§ **Source excerpt**:
※

In the late 1800s, a six hundred pages book entitled, The Royal Path of Life, written by T. L. Haines and L. W. Yaggy, M.S became popular both in refined East and in the pioneer West (It’s hard to get this book, but there is website http://royalpathoflife.com/ where you can get to read it online). It is filled with great maxims, observations, and homespun wisdom. Here are some parts from the chapter entitled “Reading”:
There are four
classes of readers. The first is like the hour-glass; and its reading being on
the sand, it runs in and runs out and leaves no vestige behind. A second is
like a sponge, which imbibes everything, and returns it in the same state, only
a little dirtier. A third is like a jelly bag, allowing all that is pure to
pass away, and retaining only the refuse and dregs. The fourth is like the
slaves in the diamond mines of Golconda, who, casting aside all that is
worthless, obtain only pure gems.
One's reading is,
usually, a fair index of his character... "A man is known," it is said, "by the company he keeps." It is equally true that a man's
character may be, to a great extent, ascertained by knowing what books he
reads.
You cannot afford
to read a bad book, however good you are. You say, "The influence is insignificant." I tell you that the scratch
of a pin has sometimes produced the lockjaw.

※

§ **Extracted records**:
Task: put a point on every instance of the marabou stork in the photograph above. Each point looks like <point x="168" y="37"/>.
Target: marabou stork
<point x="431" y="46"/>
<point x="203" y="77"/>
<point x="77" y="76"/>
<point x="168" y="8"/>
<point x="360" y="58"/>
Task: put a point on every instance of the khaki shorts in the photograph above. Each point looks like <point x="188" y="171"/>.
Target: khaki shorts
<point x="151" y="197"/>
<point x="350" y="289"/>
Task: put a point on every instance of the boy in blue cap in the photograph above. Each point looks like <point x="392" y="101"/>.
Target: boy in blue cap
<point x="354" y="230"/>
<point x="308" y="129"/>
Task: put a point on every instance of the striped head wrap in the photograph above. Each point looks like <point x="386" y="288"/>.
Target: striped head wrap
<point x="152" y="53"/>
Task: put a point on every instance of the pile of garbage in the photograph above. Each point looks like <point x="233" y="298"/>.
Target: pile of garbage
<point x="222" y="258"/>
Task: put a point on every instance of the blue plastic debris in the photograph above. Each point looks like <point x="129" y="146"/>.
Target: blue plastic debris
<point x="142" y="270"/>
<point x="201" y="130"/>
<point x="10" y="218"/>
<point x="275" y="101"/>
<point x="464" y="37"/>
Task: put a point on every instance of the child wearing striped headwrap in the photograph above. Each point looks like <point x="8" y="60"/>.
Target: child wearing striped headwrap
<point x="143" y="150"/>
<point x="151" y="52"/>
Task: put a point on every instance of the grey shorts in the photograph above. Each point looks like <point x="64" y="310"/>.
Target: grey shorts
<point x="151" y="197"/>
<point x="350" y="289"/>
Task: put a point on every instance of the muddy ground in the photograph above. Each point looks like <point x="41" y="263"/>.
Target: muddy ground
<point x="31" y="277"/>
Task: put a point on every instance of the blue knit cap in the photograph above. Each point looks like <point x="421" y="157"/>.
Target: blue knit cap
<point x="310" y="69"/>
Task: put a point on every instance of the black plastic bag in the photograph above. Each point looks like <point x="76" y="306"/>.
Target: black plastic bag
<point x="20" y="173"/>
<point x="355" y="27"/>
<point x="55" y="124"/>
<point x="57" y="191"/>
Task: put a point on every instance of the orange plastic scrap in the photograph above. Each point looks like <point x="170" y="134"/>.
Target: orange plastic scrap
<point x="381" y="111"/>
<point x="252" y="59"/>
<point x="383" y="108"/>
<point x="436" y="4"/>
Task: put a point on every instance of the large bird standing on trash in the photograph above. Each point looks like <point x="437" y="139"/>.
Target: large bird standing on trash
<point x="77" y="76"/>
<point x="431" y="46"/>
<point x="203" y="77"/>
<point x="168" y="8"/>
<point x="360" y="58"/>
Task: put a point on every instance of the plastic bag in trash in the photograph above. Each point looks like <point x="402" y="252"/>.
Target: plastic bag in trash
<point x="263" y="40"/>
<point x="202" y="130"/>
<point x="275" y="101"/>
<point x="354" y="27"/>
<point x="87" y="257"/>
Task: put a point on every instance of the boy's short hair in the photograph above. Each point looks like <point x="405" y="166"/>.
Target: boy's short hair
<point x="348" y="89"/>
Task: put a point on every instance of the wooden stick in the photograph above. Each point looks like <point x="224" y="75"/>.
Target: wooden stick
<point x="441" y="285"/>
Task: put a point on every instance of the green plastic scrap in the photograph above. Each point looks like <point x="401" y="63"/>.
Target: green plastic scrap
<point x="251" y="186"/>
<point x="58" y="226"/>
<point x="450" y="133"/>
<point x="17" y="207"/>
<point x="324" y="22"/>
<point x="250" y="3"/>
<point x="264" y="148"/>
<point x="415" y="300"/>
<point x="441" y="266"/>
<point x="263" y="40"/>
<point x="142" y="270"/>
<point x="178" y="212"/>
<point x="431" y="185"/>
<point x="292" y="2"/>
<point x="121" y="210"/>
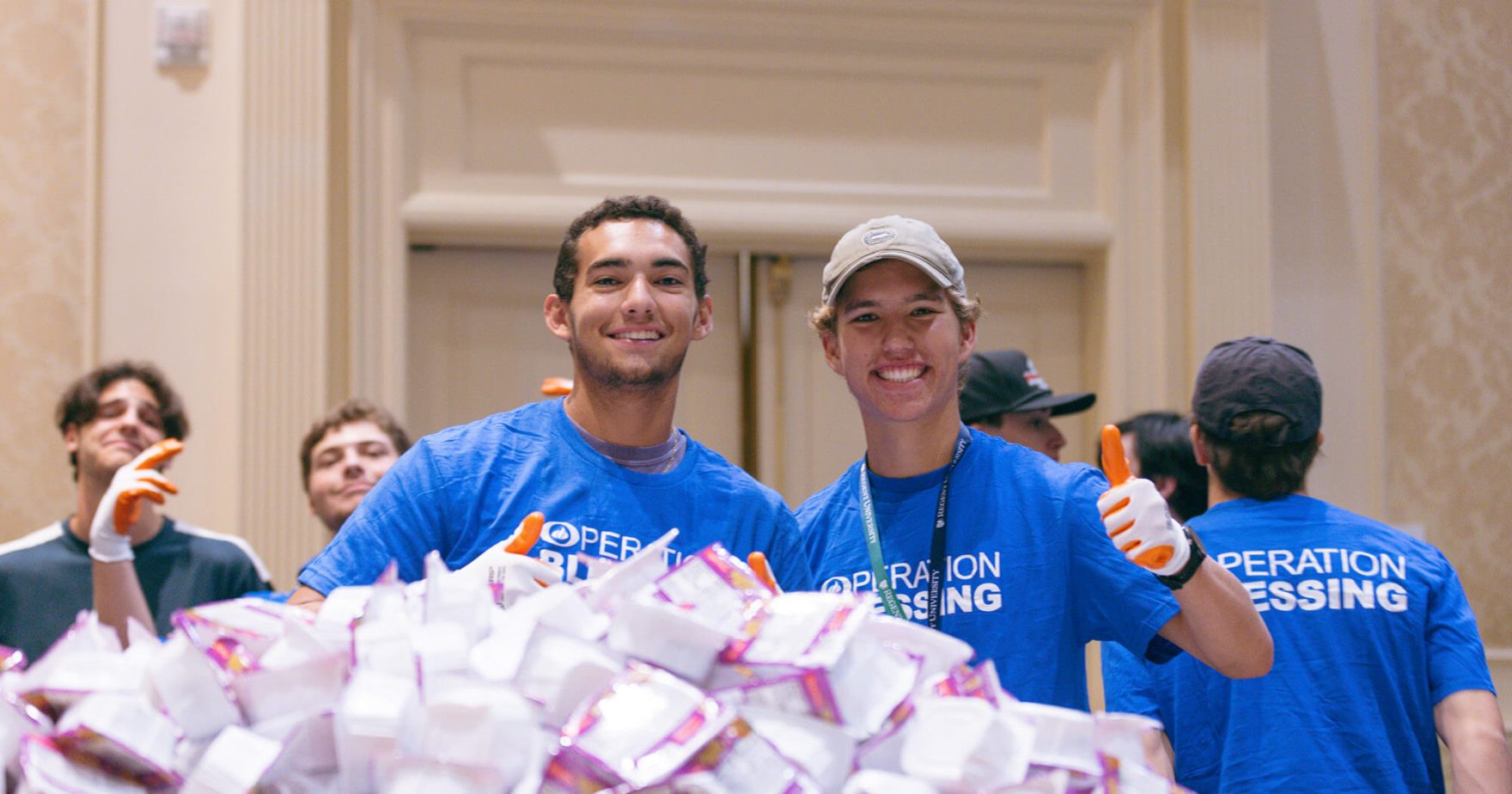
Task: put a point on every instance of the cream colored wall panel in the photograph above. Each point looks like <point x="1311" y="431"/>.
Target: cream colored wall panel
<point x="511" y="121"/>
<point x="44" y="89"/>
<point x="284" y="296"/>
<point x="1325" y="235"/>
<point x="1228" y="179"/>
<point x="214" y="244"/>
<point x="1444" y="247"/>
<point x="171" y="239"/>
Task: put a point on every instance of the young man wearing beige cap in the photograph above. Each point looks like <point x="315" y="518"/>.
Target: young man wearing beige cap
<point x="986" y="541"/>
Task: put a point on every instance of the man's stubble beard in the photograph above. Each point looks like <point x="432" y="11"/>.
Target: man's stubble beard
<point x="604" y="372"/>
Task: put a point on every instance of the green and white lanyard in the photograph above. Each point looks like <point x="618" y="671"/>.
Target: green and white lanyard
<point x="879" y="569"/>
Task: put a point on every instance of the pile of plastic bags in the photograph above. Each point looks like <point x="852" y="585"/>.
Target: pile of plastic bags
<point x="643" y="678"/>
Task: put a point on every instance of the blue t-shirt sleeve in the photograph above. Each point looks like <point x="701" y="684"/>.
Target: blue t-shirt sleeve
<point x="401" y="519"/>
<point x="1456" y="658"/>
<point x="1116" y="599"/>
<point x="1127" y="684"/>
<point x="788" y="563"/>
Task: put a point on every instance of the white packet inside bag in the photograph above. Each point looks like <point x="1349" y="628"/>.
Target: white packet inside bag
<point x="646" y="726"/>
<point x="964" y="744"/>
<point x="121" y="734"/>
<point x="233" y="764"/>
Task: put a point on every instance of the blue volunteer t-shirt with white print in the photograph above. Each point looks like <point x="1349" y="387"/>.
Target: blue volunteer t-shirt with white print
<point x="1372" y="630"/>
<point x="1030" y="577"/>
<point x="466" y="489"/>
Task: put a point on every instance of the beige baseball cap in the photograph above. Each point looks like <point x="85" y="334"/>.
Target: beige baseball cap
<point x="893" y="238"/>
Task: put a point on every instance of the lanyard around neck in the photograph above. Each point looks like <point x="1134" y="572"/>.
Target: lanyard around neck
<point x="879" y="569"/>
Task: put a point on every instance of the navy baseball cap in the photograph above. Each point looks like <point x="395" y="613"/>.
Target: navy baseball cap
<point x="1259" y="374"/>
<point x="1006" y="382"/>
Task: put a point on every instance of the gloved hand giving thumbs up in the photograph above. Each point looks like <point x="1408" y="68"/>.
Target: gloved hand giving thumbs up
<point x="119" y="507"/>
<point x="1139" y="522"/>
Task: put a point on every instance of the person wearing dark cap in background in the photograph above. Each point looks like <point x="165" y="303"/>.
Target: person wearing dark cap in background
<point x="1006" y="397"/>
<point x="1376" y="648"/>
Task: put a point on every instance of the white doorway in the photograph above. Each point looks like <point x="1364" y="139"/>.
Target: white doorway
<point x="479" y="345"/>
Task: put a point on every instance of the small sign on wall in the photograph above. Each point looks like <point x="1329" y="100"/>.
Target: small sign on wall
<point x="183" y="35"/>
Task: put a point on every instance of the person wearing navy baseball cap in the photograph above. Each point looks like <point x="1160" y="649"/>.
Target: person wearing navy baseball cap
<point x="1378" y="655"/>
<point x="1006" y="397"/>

※

§ **Your tasks**:
1. From the excerpt on reading, duplicate the passage that begins at the words "You cannot afford" and stops after the words "produced the lockjaw.".
2. In the excerpt on reading, what is the third class of readers compared to?

§ **Results**:
1.
You cannot afford
to read a bad book, however good you are. You say, "The influence is insignificant." I tell you that the scratch
of a pin has sometimes produced the lockjaw.

2. A jelly bag, which lets all that is pure pass away and keeps only the refuse and dregs.